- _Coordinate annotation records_
↓
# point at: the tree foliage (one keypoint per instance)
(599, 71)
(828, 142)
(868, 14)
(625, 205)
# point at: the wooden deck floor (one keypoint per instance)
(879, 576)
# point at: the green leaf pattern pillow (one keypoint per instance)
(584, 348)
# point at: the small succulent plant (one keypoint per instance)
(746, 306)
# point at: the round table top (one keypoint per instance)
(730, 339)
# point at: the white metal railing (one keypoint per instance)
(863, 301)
↑
↓
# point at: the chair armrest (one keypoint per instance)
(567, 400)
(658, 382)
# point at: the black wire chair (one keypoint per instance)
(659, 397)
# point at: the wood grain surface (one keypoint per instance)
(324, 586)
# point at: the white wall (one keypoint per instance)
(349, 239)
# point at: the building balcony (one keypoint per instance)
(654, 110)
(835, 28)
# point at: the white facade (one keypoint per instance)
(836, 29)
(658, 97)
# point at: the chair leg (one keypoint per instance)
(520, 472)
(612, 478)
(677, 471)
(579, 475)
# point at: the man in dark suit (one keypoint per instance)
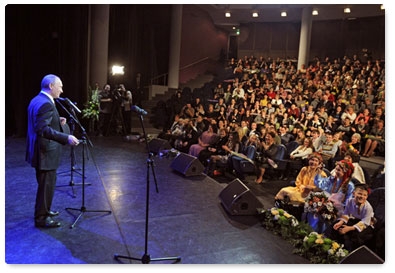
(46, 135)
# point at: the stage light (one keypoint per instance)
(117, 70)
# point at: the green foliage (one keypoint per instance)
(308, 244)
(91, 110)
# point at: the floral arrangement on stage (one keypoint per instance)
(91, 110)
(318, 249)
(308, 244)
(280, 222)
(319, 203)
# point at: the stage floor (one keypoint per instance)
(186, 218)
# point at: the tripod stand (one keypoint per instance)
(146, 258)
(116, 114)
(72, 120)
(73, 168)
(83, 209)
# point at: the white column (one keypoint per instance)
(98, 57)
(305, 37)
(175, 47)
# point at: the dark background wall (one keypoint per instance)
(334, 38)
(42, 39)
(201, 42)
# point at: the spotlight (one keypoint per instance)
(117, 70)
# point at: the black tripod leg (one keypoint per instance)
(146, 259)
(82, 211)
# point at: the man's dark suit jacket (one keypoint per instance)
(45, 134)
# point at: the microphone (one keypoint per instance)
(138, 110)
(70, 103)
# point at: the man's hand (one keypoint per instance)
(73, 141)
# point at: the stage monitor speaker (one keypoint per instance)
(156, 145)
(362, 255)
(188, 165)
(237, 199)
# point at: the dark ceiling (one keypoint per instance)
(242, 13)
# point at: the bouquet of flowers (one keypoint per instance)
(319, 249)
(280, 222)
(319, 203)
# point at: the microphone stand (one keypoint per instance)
↑
- _PROBLEM REQUIREMENTS_
Please convert the stretch of items above, from the line containing "# point at: the dark ceiling" through the line containing "# point at: the microphone stand", into a numbered list, leaving out any blank lines.

- _FINISHED TASK_
1. # point at: the dark ceiling (one keypoint per instance)
2. (242, 13)
3. # point at: the bouquet of flowers (one keypoint per instance)
4. (319, 249)
5. (280, 222)
6. (319, 203)
7. # point at: the microphone stand (one keypoint per instance)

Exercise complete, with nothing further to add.